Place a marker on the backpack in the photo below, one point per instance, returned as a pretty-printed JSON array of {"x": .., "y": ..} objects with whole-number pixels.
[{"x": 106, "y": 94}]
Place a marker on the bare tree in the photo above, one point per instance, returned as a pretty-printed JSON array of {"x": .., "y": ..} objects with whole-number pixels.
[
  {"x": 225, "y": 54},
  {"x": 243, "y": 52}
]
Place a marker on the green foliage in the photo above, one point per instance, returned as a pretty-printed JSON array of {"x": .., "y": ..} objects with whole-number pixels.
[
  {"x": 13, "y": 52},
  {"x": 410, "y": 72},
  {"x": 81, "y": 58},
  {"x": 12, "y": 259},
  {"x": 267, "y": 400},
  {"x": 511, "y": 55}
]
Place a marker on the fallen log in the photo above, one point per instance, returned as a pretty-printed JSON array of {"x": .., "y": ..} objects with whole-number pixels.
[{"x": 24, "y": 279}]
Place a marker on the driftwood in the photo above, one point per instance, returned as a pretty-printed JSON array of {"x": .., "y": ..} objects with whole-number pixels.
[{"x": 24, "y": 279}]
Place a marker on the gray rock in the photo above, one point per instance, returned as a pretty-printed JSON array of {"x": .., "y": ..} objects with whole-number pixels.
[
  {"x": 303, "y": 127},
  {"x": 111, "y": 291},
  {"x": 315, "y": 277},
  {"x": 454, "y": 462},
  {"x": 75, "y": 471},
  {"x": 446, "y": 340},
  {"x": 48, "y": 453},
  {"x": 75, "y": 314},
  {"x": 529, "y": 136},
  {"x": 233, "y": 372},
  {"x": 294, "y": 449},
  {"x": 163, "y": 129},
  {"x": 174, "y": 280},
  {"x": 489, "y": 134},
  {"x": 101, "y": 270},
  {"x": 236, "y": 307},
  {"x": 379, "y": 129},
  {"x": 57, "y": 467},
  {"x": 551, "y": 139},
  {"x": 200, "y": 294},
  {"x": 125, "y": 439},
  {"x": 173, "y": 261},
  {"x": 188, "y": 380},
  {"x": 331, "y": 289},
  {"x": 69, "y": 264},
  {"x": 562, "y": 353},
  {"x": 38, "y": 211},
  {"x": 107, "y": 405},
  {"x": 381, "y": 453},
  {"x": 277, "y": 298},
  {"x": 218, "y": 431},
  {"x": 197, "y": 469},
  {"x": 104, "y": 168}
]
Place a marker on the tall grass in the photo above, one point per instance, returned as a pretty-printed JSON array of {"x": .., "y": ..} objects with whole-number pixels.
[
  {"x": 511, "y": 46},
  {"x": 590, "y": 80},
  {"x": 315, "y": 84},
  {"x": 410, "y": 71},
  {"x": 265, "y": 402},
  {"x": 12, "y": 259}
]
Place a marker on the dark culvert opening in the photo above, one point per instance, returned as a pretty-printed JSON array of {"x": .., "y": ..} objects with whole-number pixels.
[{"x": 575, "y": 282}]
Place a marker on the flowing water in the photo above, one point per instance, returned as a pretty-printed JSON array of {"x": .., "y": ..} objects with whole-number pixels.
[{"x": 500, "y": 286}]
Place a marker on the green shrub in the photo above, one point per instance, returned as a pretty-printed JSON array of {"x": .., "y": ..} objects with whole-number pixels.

## What you have to do
The lines from the one holding "Place a marker on the dark" to the final line of the entries, both included, are what should be output, exactly and alone.

## Task output
Place a marker on the dark culvert opening in the photo above, one point per instance, returned as a pretty-printed JSON array of {"x": .., "y": ..} objects with whole-number pixels.
[{"x": 575, "y": 282}]
Place a marker on the flowing water in the photo above, one point per instance, returned as a pretty-printed JSON array of {"x": .., "y": ..} objects with whole-number pixels.
[{"x": 500, "y": 286}]
Place a marker on the green shrub in the photo above, one point per instance, returned as a pretty-printed JSON array of {"x": .., "y": ..} objects with whole-number pixels.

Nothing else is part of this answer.